> **Problem description**: Carry on the HBase commit diff for TestReplicationDroppedTables from the point where it stops.

> **Extract**:
#####

HBASE-20475 Fix the flaky TestReplicationDroppedTables unit test.

2018-04-25 10:56:56 +08:00 · 2018-04-25 10:56:56 +08:00 · 12c45cb2e8
commit 12c45cb2e8
parent a8be3bb814
1 changed files with 30 additions and 21 deletions
--- a/hbase-server/src/test/java/org/apache/hadoop/hbase/replication/TestReplicationDroppedTables.java
+++ b/hbase-server/src/test/java/org/apache/hadoop/hbase/replication/TestReplicationDroppedTables.java
@ -35,6 +35,7 @@ import org.apache.hadoop.hbase.client.Result;
 import org.apache.hadoop.hbase.client.ResultScanner;
 import org.apache.hadoop.hbase.client.Scan;
 import org.apache.hadoop.hbase.client.Table;
+import org.apache.hadoop.hbase.ipc.RpcServer;
 import org.apache.hadoop.hbase.testclassification.LargeTests;
 import org.apache.hadoop.hbase.testclassification.ReplicationTests;
 import org.apache.hadoop.hbase.util.Bytes;
@ -59,8 +60,8 @@ public class TestReplicationDroppedTables extends TestReplicationBase {
  public void setUp() throws Exception {
    // Starting and stopping replication can make us miss new logs,
    // rolling like this makes sure the most recent one gets added to the queue
-    for ( JVMClusterUtil.RegionServerThread r :
-        utility1.getHBaseCluster().getRegionServerThreads()) {
+    for (JVMClusterUtil.RegionServerThread r : utility1.getHBaseCluster()
+        .getRegionServerThreads()) {
      utility1.getAdmin().rollWALWriter(r.getRegionServer().getServerName());
    }
    int rowCount = utility1.countRows(tableName);
@ -73,7 +74,7 @@ public class TestReplicationDroppedTables extends TestReplicationBase {
    Scan scan = new Scan();
    int lastCount = 0;
    for (int i = 0; i < NB_RETRIES; i++) {
-      if (i==NB_RETRIES-1) {
+      if (i == NB_RETRIES - 1) {
        fail("Waited too much time for truncate");
      }
      ResultScanner scanner = htable2.getScanner(scan);
@ -90,6 +91,12 @@ public class TestReplicationDroppedTables extends TestReplicationBase {
        break;
      }
    }
+    // Set the max request size to a tiny 10K for dividing the replication WAL entries into multiple
+    // batches. the default max request size is 256M, so all replication entries are in a batch, but
+    // when replicate at sink side, it'll apply to rs group by table name, so the WAL of test table
+    // may apply first, and then test_dropped table, and we will believe that the replication is not
+    // got stuck (HBASE-20475).
+    conf1.setInt(RpcServer.MAX_REQUEST_SIZE, 10 * 1024);
  }

  @Test
@ -164,15 +171,16 @@ public class TestReplicationDroppedTables extends TestReplicationBase {
    // put some data (lead with 0 so the edit gets sorted before the other table's edits
    //   in the replication batch)

#####

Pointing records
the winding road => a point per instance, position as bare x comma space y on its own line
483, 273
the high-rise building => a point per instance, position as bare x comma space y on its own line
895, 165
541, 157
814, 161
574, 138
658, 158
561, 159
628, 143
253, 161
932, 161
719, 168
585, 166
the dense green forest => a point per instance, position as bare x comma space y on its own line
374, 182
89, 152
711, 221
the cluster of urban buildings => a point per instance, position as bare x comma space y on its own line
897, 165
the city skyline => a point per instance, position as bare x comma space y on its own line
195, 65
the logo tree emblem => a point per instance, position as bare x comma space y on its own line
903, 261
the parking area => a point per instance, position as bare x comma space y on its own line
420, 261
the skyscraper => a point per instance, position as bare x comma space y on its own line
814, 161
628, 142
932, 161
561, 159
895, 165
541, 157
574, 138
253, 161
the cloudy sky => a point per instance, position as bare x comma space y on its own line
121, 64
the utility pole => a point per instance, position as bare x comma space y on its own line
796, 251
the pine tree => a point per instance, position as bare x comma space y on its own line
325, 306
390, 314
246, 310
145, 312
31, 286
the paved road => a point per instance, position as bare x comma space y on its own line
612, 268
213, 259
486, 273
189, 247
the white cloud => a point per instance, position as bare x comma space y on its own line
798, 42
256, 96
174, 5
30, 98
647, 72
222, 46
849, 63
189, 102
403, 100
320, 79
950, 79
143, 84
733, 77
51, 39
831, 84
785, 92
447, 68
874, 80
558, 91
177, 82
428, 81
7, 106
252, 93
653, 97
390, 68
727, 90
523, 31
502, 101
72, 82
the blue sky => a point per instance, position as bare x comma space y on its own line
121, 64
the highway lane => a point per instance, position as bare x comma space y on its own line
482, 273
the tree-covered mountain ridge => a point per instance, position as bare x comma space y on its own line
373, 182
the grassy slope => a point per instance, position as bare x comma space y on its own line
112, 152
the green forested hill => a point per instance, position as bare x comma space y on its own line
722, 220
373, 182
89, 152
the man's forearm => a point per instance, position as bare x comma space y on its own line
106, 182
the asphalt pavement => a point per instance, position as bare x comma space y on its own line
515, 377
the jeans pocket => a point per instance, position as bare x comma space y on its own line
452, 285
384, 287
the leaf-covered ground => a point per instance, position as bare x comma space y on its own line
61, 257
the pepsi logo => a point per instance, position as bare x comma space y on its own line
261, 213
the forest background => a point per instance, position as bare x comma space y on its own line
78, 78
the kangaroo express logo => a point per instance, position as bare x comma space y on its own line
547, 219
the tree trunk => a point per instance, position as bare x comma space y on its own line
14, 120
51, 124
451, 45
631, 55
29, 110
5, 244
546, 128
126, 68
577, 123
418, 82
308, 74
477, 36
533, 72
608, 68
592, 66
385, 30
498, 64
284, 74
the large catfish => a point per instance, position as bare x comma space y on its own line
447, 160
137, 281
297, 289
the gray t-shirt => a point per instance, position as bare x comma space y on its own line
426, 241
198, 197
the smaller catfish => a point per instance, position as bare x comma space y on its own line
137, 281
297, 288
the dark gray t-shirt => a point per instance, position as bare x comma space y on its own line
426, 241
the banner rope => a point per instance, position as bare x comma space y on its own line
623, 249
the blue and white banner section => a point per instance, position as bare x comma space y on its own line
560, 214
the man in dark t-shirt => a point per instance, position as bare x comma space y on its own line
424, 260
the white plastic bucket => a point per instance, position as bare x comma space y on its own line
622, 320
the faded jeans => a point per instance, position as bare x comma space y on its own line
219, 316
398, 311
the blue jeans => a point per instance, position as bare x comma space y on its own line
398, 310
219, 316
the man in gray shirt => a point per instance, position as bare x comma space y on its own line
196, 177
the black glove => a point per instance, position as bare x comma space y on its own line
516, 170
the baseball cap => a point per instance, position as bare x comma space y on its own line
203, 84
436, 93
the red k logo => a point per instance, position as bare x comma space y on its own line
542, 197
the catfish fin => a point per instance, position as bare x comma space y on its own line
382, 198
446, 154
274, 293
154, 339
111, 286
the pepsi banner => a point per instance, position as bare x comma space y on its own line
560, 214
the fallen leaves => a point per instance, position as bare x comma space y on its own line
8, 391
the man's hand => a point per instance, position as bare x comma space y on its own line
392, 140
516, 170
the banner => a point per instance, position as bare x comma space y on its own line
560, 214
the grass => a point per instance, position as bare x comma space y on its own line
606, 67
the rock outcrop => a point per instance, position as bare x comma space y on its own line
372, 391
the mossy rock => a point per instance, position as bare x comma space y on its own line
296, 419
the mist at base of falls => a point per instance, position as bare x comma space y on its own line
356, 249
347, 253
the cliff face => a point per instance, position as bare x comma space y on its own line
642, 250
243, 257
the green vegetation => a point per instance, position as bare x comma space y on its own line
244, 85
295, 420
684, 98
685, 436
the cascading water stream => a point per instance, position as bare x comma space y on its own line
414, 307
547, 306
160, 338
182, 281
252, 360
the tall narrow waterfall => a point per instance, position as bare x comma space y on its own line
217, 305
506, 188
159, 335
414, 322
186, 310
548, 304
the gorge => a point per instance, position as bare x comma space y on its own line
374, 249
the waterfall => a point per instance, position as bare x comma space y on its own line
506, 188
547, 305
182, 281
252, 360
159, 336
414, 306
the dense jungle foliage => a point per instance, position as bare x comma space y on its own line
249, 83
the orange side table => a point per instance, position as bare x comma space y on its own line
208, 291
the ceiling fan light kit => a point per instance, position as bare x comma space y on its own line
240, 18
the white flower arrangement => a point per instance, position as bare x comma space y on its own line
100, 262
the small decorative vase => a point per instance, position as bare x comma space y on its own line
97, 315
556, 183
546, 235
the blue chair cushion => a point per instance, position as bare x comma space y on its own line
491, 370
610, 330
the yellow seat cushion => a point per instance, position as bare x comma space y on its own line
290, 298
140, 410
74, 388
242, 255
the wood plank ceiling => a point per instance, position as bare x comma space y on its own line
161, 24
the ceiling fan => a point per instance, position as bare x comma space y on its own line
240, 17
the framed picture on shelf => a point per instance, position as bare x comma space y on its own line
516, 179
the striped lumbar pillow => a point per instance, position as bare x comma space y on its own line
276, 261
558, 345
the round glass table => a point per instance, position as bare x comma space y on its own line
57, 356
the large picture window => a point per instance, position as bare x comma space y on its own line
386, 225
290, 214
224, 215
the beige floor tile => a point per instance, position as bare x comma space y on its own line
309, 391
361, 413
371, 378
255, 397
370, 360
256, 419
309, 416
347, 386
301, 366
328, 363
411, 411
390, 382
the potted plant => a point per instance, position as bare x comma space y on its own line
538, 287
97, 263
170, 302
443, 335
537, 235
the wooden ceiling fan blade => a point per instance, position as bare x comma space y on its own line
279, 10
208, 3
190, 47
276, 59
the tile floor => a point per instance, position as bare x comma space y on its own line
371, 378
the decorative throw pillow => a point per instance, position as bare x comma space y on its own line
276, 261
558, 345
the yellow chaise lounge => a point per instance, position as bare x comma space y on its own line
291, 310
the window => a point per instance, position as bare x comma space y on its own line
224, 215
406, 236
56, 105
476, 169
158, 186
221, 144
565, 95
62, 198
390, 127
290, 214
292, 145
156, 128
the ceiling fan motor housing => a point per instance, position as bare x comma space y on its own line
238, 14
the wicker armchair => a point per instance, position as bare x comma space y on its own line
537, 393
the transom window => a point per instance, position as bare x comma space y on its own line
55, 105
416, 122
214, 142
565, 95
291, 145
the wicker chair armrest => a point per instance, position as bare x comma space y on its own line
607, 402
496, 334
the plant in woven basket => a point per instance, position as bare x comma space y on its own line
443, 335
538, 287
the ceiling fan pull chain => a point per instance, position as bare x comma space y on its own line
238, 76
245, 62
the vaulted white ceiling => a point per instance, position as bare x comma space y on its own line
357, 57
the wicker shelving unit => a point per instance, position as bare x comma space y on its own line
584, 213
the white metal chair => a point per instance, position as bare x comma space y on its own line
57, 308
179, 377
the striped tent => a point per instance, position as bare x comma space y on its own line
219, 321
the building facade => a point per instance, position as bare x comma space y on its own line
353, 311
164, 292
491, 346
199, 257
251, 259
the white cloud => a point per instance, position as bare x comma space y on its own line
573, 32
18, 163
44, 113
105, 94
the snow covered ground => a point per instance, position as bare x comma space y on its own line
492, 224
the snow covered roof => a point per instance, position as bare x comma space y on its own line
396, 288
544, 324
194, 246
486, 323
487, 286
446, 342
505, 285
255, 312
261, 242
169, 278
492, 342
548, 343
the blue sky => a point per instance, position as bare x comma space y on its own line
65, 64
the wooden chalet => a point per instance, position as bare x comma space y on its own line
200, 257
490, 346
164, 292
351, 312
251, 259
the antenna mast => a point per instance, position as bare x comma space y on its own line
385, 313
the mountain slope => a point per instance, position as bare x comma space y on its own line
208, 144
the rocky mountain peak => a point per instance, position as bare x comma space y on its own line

#####

> **Task response**:
    // write a bunch of edits, making sure we fill a batch
-    byte[] rowkey = Bytes.toBytes(0+" put on table to be dropped");
-    Put put = new Put(rowkey);
+    byte[] rowKey = Bytes.toBytes(0 + " put on table to be dropped");
+    Put put = new Put(rowKey);
    put.addColumn(familyname, row, row);
    lHtable1.put(put);

-    rowkey = Bytes.toBytes("normal put");
-    put = new Put(rowkey);
-    put.addColumn(famName, row, row);
-    htable1.put(put);
+    for (int i = 0; i < 1000; i++) {
+      rowKey = Bytes.toBytes("NormalPut" + i);
+      put = new Put(rowKey).addColumn(famName, row, row);
+      htable1.put(put);
+    }

    try (Admin admin1 = connection1.getAdmin()) {
      admin1.disableTable(tablename);
@ -186,9 +194,9 @@ public class TestReplicationDroppedTables extends TestReplicationBase {
    admin.enablePeer("2");
    if (allowProceeding) {
      // in this we'd expect the key to make it over
-      verifyReplicationProceeded(rowkey);
+      verifyReplicationProceeded(rowKey);
    } else {
-      verifyReplicationStuck(rowkey);
+      verifyReplicationStuck(rowKey);
    }
    // just to be safe
    conf1.setBoolean(HConstants.REPLICATION_DROP_ON_DELETED_TABLE_KEY, false);
@ -230,17 +238,18 @@ public class TestReplicationDroppedTables extends TestReplicationBase {
    admin.disablePeer("2");

    // put some data (lead with 0 so the edit gets sorted before the other table's edits
-    //   in the replication batch)
+    // in the replication batch)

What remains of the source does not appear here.